• [Problem]: Each line in the records below, from the one that contains "job: provide the outline of every instance of the ear" to the one that contains "job: provide the outline of every instance of the black", should be reproduced exactly, the first and last included.

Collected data
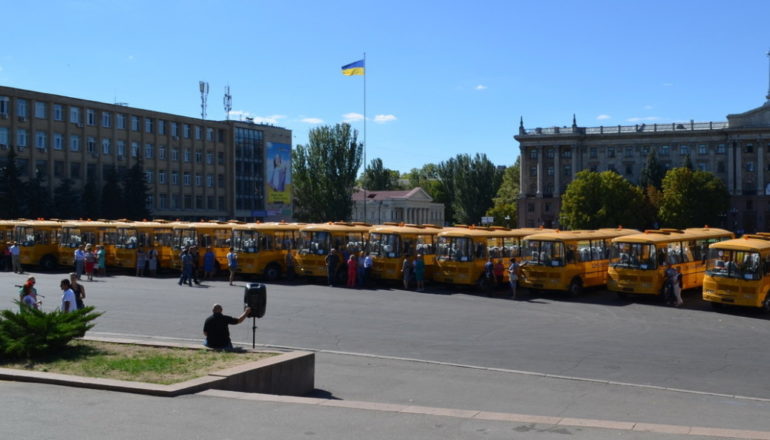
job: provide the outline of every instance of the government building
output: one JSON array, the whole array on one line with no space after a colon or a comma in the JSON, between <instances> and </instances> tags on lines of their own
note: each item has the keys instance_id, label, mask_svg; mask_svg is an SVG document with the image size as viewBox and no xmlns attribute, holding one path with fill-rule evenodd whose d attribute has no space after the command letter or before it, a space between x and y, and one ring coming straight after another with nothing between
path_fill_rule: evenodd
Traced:
<instances>
[{"instance_id":1,"label":"government building","mask_svg":"<svg viewBox=\"0 0 770 440\"><path fill-rule=\"evenodd\" d=\"M291 131L209 121L0 86L0 159L51 191L63 179L97 187L141 161L154 218L289 220Z\"/></svg>"},{"instance_id":2,"label":"government building","mask_svg":"<svg viewBox=\"0 0 770 440\"><path fill-rule=\"evenodd\" d=\"M730 208L722 226L770 231L770 93L761 107L727 115L726 122L631 126L572 125L527 129L514 138L521 154L518 226L559 227L561 195L582 170L613 170L639 184L650 151L666 169L687 156L696 170L727 185ZM692 225L702 226L702 225Z\"/></svg>"}]
</instances>

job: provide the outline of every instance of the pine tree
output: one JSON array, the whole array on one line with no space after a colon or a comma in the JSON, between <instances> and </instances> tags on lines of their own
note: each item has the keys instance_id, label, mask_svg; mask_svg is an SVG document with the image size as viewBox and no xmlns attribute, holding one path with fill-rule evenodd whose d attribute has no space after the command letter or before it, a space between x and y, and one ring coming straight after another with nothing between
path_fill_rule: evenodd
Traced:
<instances>
[{"instance_id":1,"label":"pine tree","mask_svg":"<svg viewBox=\"0 0 770 440\"><path fill-rule=\"evenodd\" d=\"M90 219L97 219L101 215L101 203L99 198L99 188L96 185L96 179L93 173L88 175L86 184L83 187L83 198L81 200L83 206L83 215Z\"/></svg>"},{"instance_id":2,"label":"pine tree","mask_svg":"<svg viewBox=\"0 0 770 440\"><path fill-rule=\"evenodd\" d=\"M650 150L650 154L647 155L647 162L645 162L644 168L642 168L639 186L647 188L652 185L655 188L660 188L665 175L666 169L660 162L658 162L658 156L655 154L655 150Z\"/></svg>"},{"instance_id":3,"label":"pine tree","mask_svg":"<svg viewBox=\"0 0 770 440\"><path fill-rule=\"evenodd\" d=\"M123 184L123 201L125 203L125 217L130 220L142 220L150 217L147 209L147 195L149 189L144 177L142 160L138 160L126 171L121 179Z\"/></svg>"},{"instance_id":4,"label":"pine tree","mask_svg":"<svg viewBox=\"0 0 770 440\"><path fill-rule=\"evenodd\" d=\"M104 186L102 187L100 212L105 218L124 218L126 210L123 203L123 190L118 183L118 171L110 168L107 175L104 176Z\"/></svg>"},{"instance_id":5,"label":"pine tree","mask_svg":"<svg viewBox=\"0 0 770 440\"><path fill-rule=\"evenodd\" d=\"M21 200L19 194L22 192L23 185L19 178L19 168L16 165L16 151L13 148L8 150L5 158L5 164L0 170L0 206L3 207L2 215L4 218L19 218L22 215Z\"/></svg>"},{"instance_id":6,"label":"pine tree","mask_svg":"<svg viewBox=\"0 0 770 440\"><path fill-rule=\"evenodd\" d=\"M66 178L54 189L53 205L61 218L80 218L80 195L72 187L72 179Z\"/></svg>"},{"instance_id":7,"label":"pine tree","mask_svg":"<svg viewBox=\"0 0 770 440\"><path fill-rule=\"evenodd\" d=\"M24 184L25 217L50 217L53 202L45 184L46 176L42 170L35 170L35 177Z\"/></svg>"}]
</instances>

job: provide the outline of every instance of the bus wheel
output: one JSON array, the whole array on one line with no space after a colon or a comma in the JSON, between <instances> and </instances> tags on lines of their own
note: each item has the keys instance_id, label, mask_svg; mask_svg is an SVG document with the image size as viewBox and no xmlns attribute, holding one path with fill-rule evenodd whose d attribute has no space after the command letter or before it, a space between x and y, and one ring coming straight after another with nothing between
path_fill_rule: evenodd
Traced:
<instances>
[{"instance_id":1,"label":"bus wheel","mask_svg":"<svg viewBox=\"0 0 770 440\"><path fill-rule=\"evenodd\" d=\"M767 300L765 300L765 301L767 301ZM722 309L722 305L723 304L721 302L711 301L711 308L714 309L714 310L721 310Z\"/></svg>"},{"instance_id":2,"label":"bus wheel","mask_svg":"<svg viewBox=\"0 0 770 440\"><path fill-rule=\"evenodd\" d=\"M583 292L583 282L580 281L580 278L575 277L572 279L572 282L569 283L569 288L567 289L567 294L574 298L578 295L580 295Z\"/></svg>"},{"instance_id":3,"label":"bus wheel","mask_svg":"<svg viewBox=\"0 0 770 440\"><path fill-rule=\"evenodd\" d=\"M492 282L483 275L481 278L479 278L479 281L476 284L479 286L479 290L482 292L487 292L487 294L489 294L489 292L492 290Z\"/></svg>"},{"instance_id":4,"label":"bus wheel","mask_svg":"<svg viewBox=\"0 0 770 440\"><path fill-rule=\"evenodd\" d=\"M631 295L627 294L626 292L615 292L618 295L618 299L621 301L628 301L631 299Z\"/></svg>"},{"instance_id":5,"label":"bus wheel","mask_svg":"<svg viewBox=\"0 0 770 440\"><path fill-rule=\"evenodd\" d=\"M53 255L46 255L40 259L40 267L46 272L56 269L56 258L54 258Z\"/></svg>"},{"instance_id":6,"label":"bus wheel","mask_svg":"<svg viewBox=\"0 0 770 440\"><path fill-rule=\"evenodd\" d=\"M265 268L265 281L270 281L271 283L276 281L281 276L281 268L275 264L268 264Z\"/></svg>"},{"instance_id":7,"label":"bus wheel","mask_svg":"<svg viewBox=\"0 0 770 440\"><path fill-rule=\"evenodd\" d=\"M765 294L765 300L762 301L762 310L765 312L770 312L770 292Z\"/></svg>"}]
</instances>

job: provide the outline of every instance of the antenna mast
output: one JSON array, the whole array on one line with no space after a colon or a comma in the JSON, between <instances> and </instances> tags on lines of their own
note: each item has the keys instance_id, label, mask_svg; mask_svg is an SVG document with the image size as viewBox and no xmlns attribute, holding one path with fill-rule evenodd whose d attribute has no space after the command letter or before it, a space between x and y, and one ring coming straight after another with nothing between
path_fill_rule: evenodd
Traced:
<instances>
[{"instance_id":1,"label":"antenna mast","mask_svg":"<svg viewBox=\"0 0 770 440\"><path fill-rule=\"evenodd\" d=\"M198 86L201 90L201 119L206 119L206 100L209 96L209 83L206 81L199 81Z\"/></svg>"},{"instance_id":2,"label":"antenna mast","mask_svg":"<svg viewBox=\"0 0 770 440\"><path fill-rule=\"evenodd\" d=\"M225 86L225 117L230 120L230 111L233 109L233 95L230 94L230 84Z\"/></svg>"}]
</instances>

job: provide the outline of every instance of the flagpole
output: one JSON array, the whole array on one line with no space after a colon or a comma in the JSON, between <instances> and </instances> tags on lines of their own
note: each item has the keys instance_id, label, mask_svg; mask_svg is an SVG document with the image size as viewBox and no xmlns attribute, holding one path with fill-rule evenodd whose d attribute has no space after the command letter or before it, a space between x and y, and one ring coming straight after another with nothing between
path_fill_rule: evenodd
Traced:
<instances>
[{"instance_id":1,"label":"flagpole","mask_svg":"<svg viewBox=\"0 0 770 440\"><path fill-rule=\"evenodd\" d=\"M364 190L364 223L367 223L366 216L366 52L364 52L364 178L361 179L361 186Z\"/></svg>"}]
</instances>

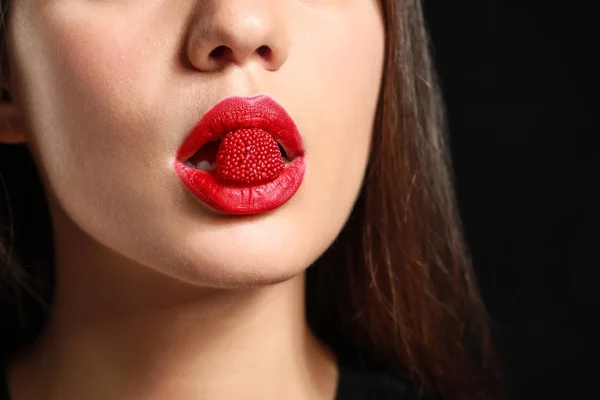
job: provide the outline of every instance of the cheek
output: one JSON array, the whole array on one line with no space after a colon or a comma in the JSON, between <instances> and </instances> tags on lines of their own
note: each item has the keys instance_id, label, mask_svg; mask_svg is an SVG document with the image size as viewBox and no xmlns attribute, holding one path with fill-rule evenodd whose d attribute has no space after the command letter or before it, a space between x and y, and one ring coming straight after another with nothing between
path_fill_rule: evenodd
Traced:
<instances>
[{"instance_id":1,"label":"cheek","mask_svg":"<svg viewBox=\"0 0 600 400\"><path fill-rule=\"evenodd\" d=\"M148 46L136 43L139 36L114 12L85 3L38 3L20 13L17 7L13 20L21 28L14 58L26 86L30 144L55 189L78 179L97 186L114 176L99 171L123 162L135 168L132 150L155 123L152 70L144 65L157 63L140 54ZM26 15L39 23L19 20Z\"/></svg>"},{"instance_id":2,"label":"cheek","mask_svg":"<svg viewBox=\"0 0 600 400\"><path fill-rule=\"evenodd\" d=\"M139 20L131 23L102 3L34 3L29 10L16 7L21 12L13 22L20 27L15 58L28 86L24 106L34 139L44 141L37 147L100 151L115 143L110 150L118 157L119 149L134 144L130 132L143 132L158 120L156 93L163 80L156 77L166 76L160 57L168 55L152 51L162 44L151 45L153 36L144 32L153 26L151 17L136 15ZM38 22L32 26L19 16Z\"/></svg>"},{"instance_id":3,"label":"cheek","mask_svg":"<svg viewBox=\"0 0 600 400\"><path fill-rule=\"evenodd\" d=\"M164 142L151 137L162 129L152 86L160 81L148 79L164 63L142 54L149 46L132 38L144 36L128 32L133 28L114 12L88 2L36 3L38 9L17 7L13 16L13 59L30 146L48 189L95 233L119 228L110 221L134 225L127 210L152 197L139 195L149 192L149 180L164 179L156 161L164 158Z\"/></svg>"},{"instance_id":4,"label":"cheek","mask_svg":"<svg viewBox=\"0 0 600 400\"><path fill-rule=\"evenodd\" d=\"M304 104L310 111L302 119L310 132L306 142L312 165L307 174L318 182L315 192L326 200L321 204L349 208L366 168L381 85L384 32L380 13L375 5L369 9L363 5L324 19L306 35L303 45L306 48L298 54L303 60L295 71L302 78L295 93L311 99Z\"/></svg>"},{"instance_id":5,"label":"cheek","mask_svg":"<svg viewBox=\"0 0 600 400\"><path fill-rule=\"evenodd\" d=\"M53 88L54 113L66 123L94 121L93 131L102 130L105 135L120 133L116 122L135 122L149 108L149 99L139 85L145 72L143 57L138 54L143 47L136 46L114 16L102 18L102 13L94 15L89 6L79 10L72 2L67 4L72 7L69 12L57 6L44 14L42 37L53 49L45 57L50 76L42 81ZM68 128L62 132L78 132L79 140L93 139L80 134L89 127Z\"/></svg>"}]
</instances>

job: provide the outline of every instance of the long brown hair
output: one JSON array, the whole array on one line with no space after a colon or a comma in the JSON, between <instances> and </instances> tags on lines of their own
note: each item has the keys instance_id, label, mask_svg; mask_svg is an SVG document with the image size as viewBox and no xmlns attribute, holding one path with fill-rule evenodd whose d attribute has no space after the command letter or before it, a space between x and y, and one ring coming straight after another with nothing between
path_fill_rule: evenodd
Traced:
<instances>
[{"instance_id":1,"label":"long brown hair","mask_svg":"<svg viewBox=\"0 0 600 400\"><path fill-rule=\"evenodd\" d=\"M307 272L308 320L334 349L426 392L495 397L491 335L461 234L422 5L381 6L386 61L370 161L346 226ZM2 0L3 20L7 7ZM0 190L0 352L8 357L39 333L52 298L50 222L25 145L0 146Z\"/></svg>"}]
</instances>

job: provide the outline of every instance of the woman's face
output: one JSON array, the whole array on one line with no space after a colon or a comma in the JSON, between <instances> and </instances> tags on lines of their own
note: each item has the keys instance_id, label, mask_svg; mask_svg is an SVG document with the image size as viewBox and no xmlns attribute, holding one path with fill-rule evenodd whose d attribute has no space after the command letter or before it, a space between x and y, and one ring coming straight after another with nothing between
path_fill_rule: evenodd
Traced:
<instances>
[{"instance_id":1,"label":"woman's face","mask_svg":"<svg viewBox=\"0 0 600 400\"><path fill-rule=\"evenodd\" d=\"M7 35L49 195L110 251L198 284L260 284L301 272L346 222L381 83L377 0L13 0ZM173 160L215 104L258 94L298 127L304 179L274 210L217 212Z\"/></svg>"}]
</instances>

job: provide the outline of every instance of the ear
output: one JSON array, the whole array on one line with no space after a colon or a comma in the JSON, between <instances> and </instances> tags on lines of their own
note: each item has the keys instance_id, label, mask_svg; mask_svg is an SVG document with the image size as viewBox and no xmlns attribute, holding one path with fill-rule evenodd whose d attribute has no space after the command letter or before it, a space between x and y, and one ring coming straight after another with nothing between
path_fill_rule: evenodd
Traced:
<instances>
[{"instance_id":1,"label":"ear","mask_svg":"<svg viewBox=\"0 0 600 400\"><path fill-rule=\"evenodd\" d=\"M0 99L0 143L25 143L22 115L10 91L2 88Z\"/></svg>"}]
</instances>

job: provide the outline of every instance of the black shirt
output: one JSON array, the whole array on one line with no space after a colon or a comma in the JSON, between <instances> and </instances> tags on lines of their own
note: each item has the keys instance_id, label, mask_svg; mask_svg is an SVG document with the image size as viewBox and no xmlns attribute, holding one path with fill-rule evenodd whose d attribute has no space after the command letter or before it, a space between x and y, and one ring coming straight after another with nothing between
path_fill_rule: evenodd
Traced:
<instances>
[{"instance_id":1,"label":"black shirt","mask_svg":"<svg viewBox=\"0 0 600 400\"><path fill-rule=\"evenodd\" d=\"M391 374L345 361L340 361L339 368L335 400L424 400Z\"/></svg>"},{"instance_id":2,"label":"black shirt","mask_svg":"<svg viewBox=\"0 0 600 400\"><path fill-rule=\"evenodd\" d=\"M402 380L358 364L340 362L335 400L416 400L418 397ZM0 379L0 400L10 400L6 373ZM40 399L42 400L42 399Z\"/></svg>"}]
</instances>

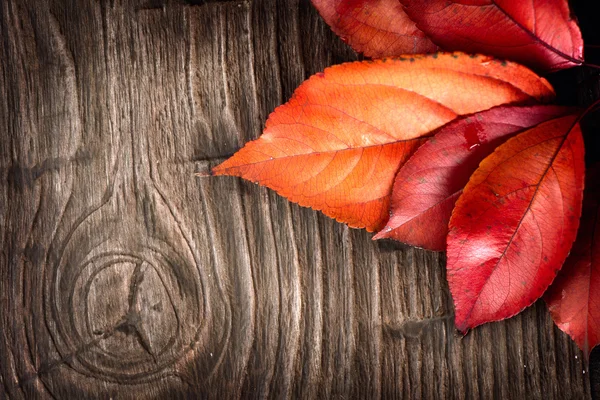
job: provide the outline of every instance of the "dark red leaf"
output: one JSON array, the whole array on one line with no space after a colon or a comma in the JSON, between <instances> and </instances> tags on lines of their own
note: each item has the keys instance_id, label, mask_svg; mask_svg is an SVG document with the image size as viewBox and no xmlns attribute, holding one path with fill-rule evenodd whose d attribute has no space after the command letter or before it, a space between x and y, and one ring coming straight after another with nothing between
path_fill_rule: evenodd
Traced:
<instances>
[{"instance_id":1,"label":"dark red leaf","mask_svg":"<svg viewBox=\"0 0 600 400\"><path fill-rule=\"evenodd\" d=\"M600 343L600 165L587 175L577 241L544 299L556 325L589 353Z\"/></svg>"},{"instance_id":2,"label":"dark red leaf","mask_svg":"<svg viewBox=\"0 0 600 400\"><path fill-rule=\"evenodd\" d=\"M517 314L575 240L584 150L577 116L542 123L483 160L456 202L447 277L460 331Z\"/></svg>"},{"instance_id":3,"label":"dark red leaf","mask_svg":"<svg viewBox=\"0 0 600 400\"><path fill-rule=\"evenodd\" d=\"M331 29L368 57L431 53L437 46L421 32L398 0L312 0Z\"/></svg>"},{"instance_id":4,"label":"dark red leaf","mask_svg":"<svg viewBox=\"0 0 600 400\"><path fill-rule=\"evenodd\" d=\"M479 162L517 133L569 112L557 106L501 106L440 128L396 175L390 219L374 239L444 251L454 203Z\"/></svg>"},{"instance_id":5,"label":"dark red leaf","mask_svg":"<svg viewBox=\"0 0 600 400\"><path fill-rule=\"evenodd\" d=\"M400 0L445 50L490 54L552 71L583 62L567 0Z\"/></svg>"}]
</instances>

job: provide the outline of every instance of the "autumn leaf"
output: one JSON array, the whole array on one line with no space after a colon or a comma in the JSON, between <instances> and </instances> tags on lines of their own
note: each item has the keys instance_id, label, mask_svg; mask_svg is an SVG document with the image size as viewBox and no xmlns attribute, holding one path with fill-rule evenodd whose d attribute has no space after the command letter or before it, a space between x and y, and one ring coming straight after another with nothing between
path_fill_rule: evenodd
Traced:
<instances>
[{"instance_id":1,"label":"autumn leaf","mask_svg":"<svg viewBox=\"0 0 600 400\"><path fill-rule=\"evenodd\" d=\"M399 167L458 115L548 101L546 80L461 53L334 66L304 82L263 135L213 169L276 190L351 227L380 229Z\"/></svg>"},{"instance_id":2,"label":"autumn leaf","mask_svg":"<svg viewBox=\"0 0 600 400\"><path fill-rule=\"evenodd\" d=\"M583 40L567 0L400 0L444 50L490 54L542 71L581 65Z\"/></svg>"},{"instance_id":3,"label":"autumn leaf","mask_svg":"<svg viewBox=\"0 0 600 400\"><path fill-rule=\"evenodd\" d=\"M517 314L562 267L581 213L577 118L548 121L508 140L481 162L458 199L446 268L460 331Z\"/></svg>"},{"instance_id":4,"label":"autumn leaf","mask_svg":"<svg viewBox=\"0 0 600 400\"><path fill-rule=\"evenodd\" d=\"M572 111L501 106L443 126L396 175L390 219L374 239L444 251L454 203L479 162L517 133Z\"/></svg>"},{"instance_id":5,"label":"autumn leaf","mask_svg":"<svg viewBox=\"0 0 600 400\"><path fill-rule=\"evenodd\" d=\"M544 299L556 325L588 353L600 343L600 165L586 183L577 240Z\"/></svg>"},{"instance_id":6,"label":"autumn leaf","mask_svg":"<svg viewBox=\"0 0 600 400\"><path fill-rule=\"evenodd\" d=\"M398 0L312 0L312 3L342 40L367 57L437 50L408 18Z\"/></svg>"}]
</instances>

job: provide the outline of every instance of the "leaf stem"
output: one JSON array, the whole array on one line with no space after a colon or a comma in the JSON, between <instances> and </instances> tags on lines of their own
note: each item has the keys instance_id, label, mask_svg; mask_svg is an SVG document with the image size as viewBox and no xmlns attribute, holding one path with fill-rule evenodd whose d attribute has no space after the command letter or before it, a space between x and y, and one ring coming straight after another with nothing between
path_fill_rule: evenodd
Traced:
<instances>
[{"instance_id":1,"label":"leaf stem","mask_svg":"<svg viewBox=\"0 0 600 400\"><path fill-rule=\"evenodd\" d=\"M594 69L600 69L600 65L598 64L592 64L592 63L588 63L588 62L583 62L581 64L584 67L590 67L590 68L594 68Z\"/></svg>"},{"instance_id":2,"label":"leaf stem","mask_svg":"<svg viewBox=\"0 0 600 400\"><path fill-rule=\"evenodd\" d=\"M579 115L576 122L581 121L581 119L587 114L598 111L598 109L600 109L600 99L594 101L592 104L587 106L587 108L583 110L583 112Z\"/></svg>"}]
</instances>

• [Task answer]:
job: provide the outline of every instance of the ear
output: one JSON array, the whole array on one line with no space after a colon or a comma in the JSON, between <instances> and </instances> tags on lines of their own
note: each item has the keys instance_id, label, mask_svg; mask_svg is an SVG document with the image size as viewBox and no xmlns attribute, holding one path with fill-rule evenodd whose d attribute has no space after the command letter or before it, a space between x and y, and one ring coming straight after another with nothing between
path_fill_rule: evenodd
Traced:
<instances>
[{"instance_id":1,"label":"ear","mask_svg":"<svg viewBox=\"0 0 600 400\"><path fill-rule=\"evenodd\" d=\"M0 99L0 143L25 143L22 115L10 91L2 88Z\"/></svg>"}]
</instances>

job: provide the outline of every instance of the black shirt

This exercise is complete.